Tâche 1
Restituez sans aucune modification le passage du texte cité qui commence à « On doit célébrer » et se termine à « grand Nord-Ouest canadien'. ».
Tâche 2
Traduisez en anglais la phrase suivante du texte cité : « La paroisse de Grande-Clairière et les paroisses filiales – Saint-Maurice et Saint-Raphaël – sont à peu près de la même époque. »

Texte cité
On doit célébrer cette année le cinquantenaire de la fondation de la paroisse de Saint-Hubert en Saskatchewan. La paroisse de Grande-Clairière et les paroisses filiales – Saint-Maurice et Saint-Raphaël – sont à peu près de la même époque. En plus, plus près de nous, M. l'abbé Benoît, l'infatigable curé de St-Malo, s'apprête à célébrer le cinquantenaire de sa paroisse. Là aussi il y eut un groupement de Français qui rappelle quelque peu celui de Fannystelle.

Nous avons cru bon, afin de rappeler ces souvenirs, de donner ici quelques extraits d'un livre presque oublié de Monseigneur Gaire, le fondateur de Grande-Clairière, venu ici en 1888, intitulé 'Dix années de missions au grand Nord-Ouest canadien'.

L'auteur y raconte tout d'abord ce qui l'amena à vouloir fonder une colonie au Manitoba:

'C'était un matin de l'été 1885. Je rentrais chez moi après la messe. Mon courrier venait d'arriver. Au milieu de prospectus, de lettres et de journaux, j'aperçois une brochure peu épaisse, dont la couverture bleue tranche sur tout le reste. Saisir le livre, en déchirer la bande, est pour moi l'affaire d'une seconde. Le livre a pour titre: 'Guide du colon français au Canada', et il finit par la signature d'un prêtre canadien français. Ma curiosité est piquée. Je saisis une chaise et m'y assieds; je lis attentivement la première page du livre, dévore la deuxième, puis la troisième; trois quarts d'heure plus tard, l'ouvrage tout entier y avait passé. La brochure exposait les avantages offerts aux colons canadiens, elle parlait de ces immenses lots gratuits que le gouvernement accorde à tout colon, qui veut bien les recevoir. Je comprenais facilement cela: mais il me semblait, en outre, lire entre les lignes comme un appel désespéré; il me semblait entendre comme le son de la trompette d'alarme, appelant des frères au secours d'autres frères. Je voulus relire la brochure mystérieuse; je la relus ensuite bien des fois encore, et toutes ces lectures ne firent que confirmer mes premières impressions. Les catholiques français du Canada ont là-bas de redoutables ennemis, me dis-je; eh bien, je serai de la bataille!

Données fournies
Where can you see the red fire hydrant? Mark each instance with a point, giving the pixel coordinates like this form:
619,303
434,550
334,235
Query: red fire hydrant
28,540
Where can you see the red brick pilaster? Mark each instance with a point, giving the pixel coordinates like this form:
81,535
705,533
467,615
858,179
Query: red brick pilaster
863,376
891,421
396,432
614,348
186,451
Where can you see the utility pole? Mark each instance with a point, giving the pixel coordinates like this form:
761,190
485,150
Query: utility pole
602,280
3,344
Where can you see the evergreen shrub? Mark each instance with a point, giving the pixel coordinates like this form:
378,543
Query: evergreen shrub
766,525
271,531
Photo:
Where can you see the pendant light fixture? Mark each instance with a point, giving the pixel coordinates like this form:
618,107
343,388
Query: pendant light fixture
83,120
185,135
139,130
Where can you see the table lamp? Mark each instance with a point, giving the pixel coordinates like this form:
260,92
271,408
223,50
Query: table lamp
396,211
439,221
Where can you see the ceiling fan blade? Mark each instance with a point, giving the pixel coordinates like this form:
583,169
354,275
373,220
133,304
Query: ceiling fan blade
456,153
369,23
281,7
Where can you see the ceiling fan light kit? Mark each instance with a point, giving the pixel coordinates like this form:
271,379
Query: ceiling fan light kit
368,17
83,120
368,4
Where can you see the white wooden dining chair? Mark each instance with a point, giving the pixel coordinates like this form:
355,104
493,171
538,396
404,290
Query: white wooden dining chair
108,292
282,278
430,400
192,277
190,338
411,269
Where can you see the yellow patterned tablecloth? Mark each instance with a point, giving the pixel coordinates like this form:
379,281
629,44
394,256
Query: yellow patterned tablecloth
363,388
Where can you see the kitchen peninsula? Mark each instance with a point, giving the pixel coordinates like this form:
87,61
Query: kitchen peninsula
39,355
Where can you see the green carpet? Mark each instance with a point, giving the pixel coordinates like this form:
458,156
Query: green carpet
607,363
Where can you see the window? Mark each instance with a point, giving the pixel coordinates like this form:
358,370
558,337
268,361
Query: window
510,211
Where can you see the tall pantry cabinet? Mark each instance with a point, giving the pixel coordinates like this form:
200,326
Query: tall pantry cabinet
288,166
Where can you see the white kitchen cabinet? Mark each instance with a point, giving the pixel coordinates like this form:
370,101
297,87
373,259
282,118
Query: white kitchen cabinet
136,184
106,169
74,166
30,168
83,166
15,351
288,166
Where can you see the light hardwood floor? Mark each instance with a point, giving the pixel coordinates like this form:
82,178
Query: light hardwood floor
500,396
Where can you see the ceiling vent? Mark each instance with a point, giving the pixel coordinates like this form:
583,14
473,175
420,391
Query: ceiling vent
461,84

Corrigé détaillé 1
On doit célébrer cette année le cinquantenaire de la fondation de la paroisse de Saint-Hubert en Saskatchewan. La paroisse de Grande-Clairière et les paroisses filiales – Saint-Maurice et Saint-Raphaël – sont à peu près de la même époque. En plus, plus près de nous, M. l'abbé Benoît, l'infatigable curé de St-Malo, s'apprête à célébrer le cinquantenaire de sa paroisse. Là aussi il y eut un groupement de Français qui rappelle quelque peu celui de Fannystelle.

Nous avons cru bon, afin de rappeler ces souvenirs, de donner ici quelques extraits d'un livre presque oublié de Monseigneur Gaire, le fondateur de Grande-Clairière, venu ici en 1888, intitulé 'Dix années de missions au grand Nord-Ouest canadien'.

Corrigé détaillé 2
The parish of Grande-Clairière and its daughter parishes – Saint-Maurice and Saint-Raphaël – date from roughly the same period.